- _WHAT TO WORK ON_
(1) Translate this sentence from the passage on semiconductor export controls into French: "These arrangements are significantly less agile than the U.S. system."
(2) Pick up the passage on semiconductor export controls after its final sentence and continue it.

- _DOCUMENT SEGMENT_
══════════

However vigorously the United States pursues its own export control strategy, it will be unable to achieve success without changing the behavior of other countries. While the United States holds a strong position in certain parts of the semiconductor value chain like chip design, other countries such as the Netherlands and Japan also play crucial roles in areas like SME. For example, Dutch company ASML is the sole provider of the latest generation of extreme ultraviolet (EUV) lithography machines needed to make cutting-edge AI chips. The consulting firm Accenture estimated that the inputs to a typical semiconductor chip “could cross international borders approximately 70 or more times before finally making it to the end customer.” In other words, the United States does not control all the relevant chokepoints required to execute its export control strategy. In comments after the October 2022 controls went into effect, one U.S. official told Reuters, “We recognize that the unilateral controls that we are putting in place will lose effectiveness over time if other countries don’t join us.” At the December 2024 Reagan National Defense Forum, Gina Raimondo reiterated this sentiment, albeit more forcefully, saying, “When I set the rules, I have to make damn sure China can’t just buy this stuff from Japan or Korea or the Europeans, so that’s why we have to work with them.”

Fully aware of this reality, Chinese officials have repeatedly threatened countries considering going along with the U.S. controls. For example, in a March 2022 interview, Tan Jian, China’s ambassador to the Netherlands, said, “This will not be without consequences. I’m not going to speculate on countermeasures, but China won’t just swallow this,” in response to the Netherlands’s increasing alignment with the United States on export controls.1

Unfortunately, U.S. allies have not kept pace with the United States’ increasingly restrictive export controls vis-à-vis China. While the U.S. export control system is designed to be able to keep up with technological developments and to be responsive to changing geopolitical circumstances, the regimes of its allies are generally not. As noted in the previous section, other countries with significant semiconductor industries have export control systems grounded in multilateral agreements primarily focused on WMD nonproliferation. These arrangements are significantly less agile than the U.S. system. For example, to add items to a Wassenaar Arrangement control list requires consensus from all participating countries, and opportunities for additions typically occur only once per year. As Wassenaar also includes Russia, which has obstructionist geopolitical goals, finding consensus on issues with geopolitical implications is unfeasible. In total, it can take up to three years to add a new item to Wassenaar control lists, even under favorable circumstances. Furthermore, Wassenaar explicitly prohibits controls targeting an individual country, noting in its founding document: “This arrangement will not be directed against any state or group of states.” Limited improvements have been made to export control coordination between U.S. allies, such as the informal “Wassenaar minus one” approach, an effort by like-minded countries to harmonize controls on items and technologies not listed in traditional multilateral agreements.

══════════

- _AVAILABLE DATA_
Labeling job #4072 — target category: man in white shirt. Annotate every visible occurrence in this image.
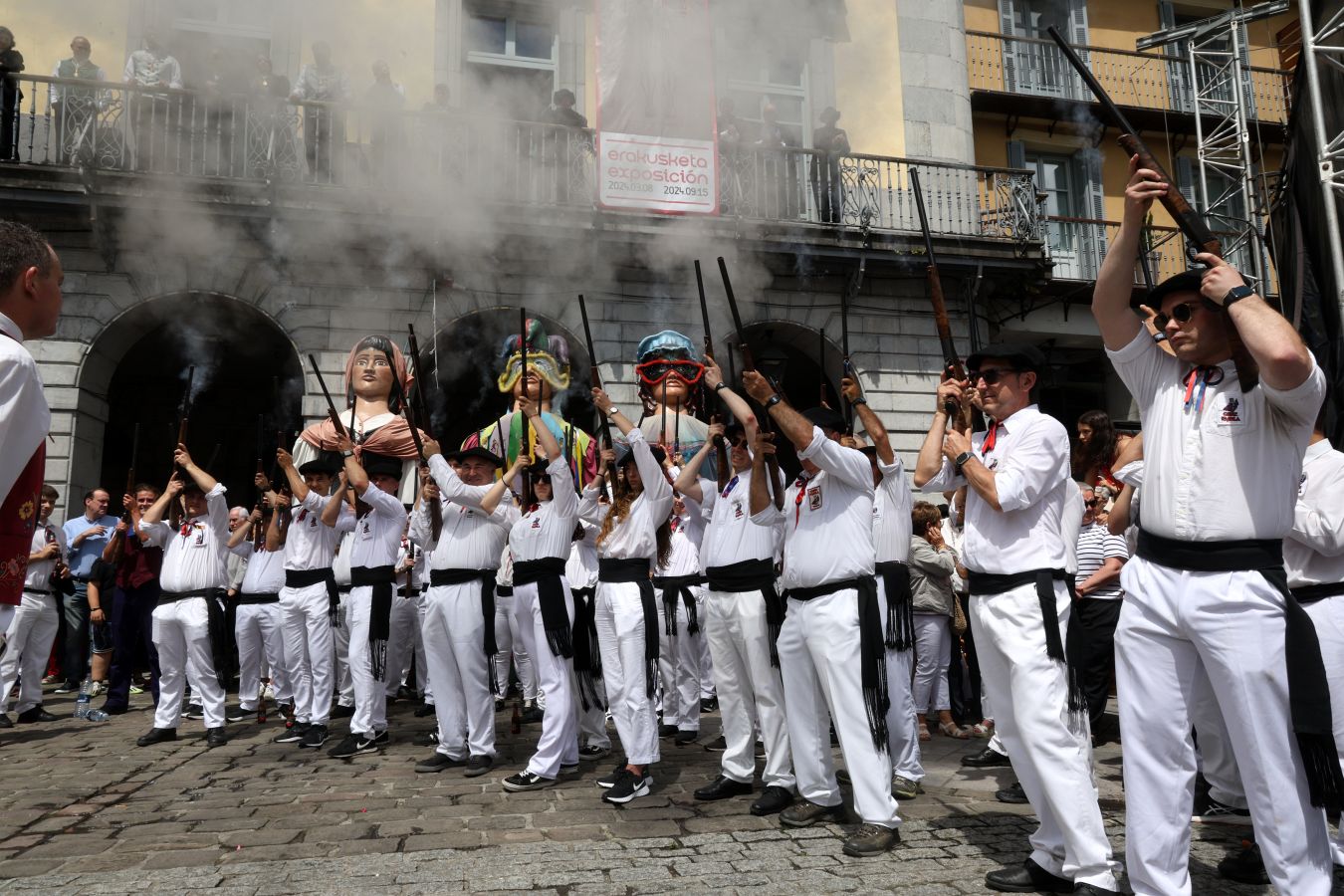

══════════

- _ANSWERS GIVEN_
(1) Ces dispositifs sont nettement moins souples que le système américain.

(2)
But the existing multilateral export control architecture remains inadequate for U.S. national security requirements. As a result, understanding allied countries’ unilateral export control authorities is crucial to the success or failure of the U.S. and allied technology competition with China.

The AI and Semiconductor Export Control Authorities Landscape

Allied countries possess significantly less comprehensive export control authorities than the United States. For the most part, they do not have an equivalent to key parts of the U.S. AI and semiconductor export control tool kit discussed in the previous sections like the FDPR, U.S. Persons Rule, Entity List, and restrictions that apply on a country-wide basis. This stands in radical contrast to China, which has passed no fewer than five laws since 2020 devoted to building a more sophisticated arsenal of economic security tools. In fact, China’s most recent update to its Export Control Law replicated several key U.S. export control authorities. The following sections compare U.S., allied, and Chinese export control authorities across list-based, end-user, end-use, and services controls.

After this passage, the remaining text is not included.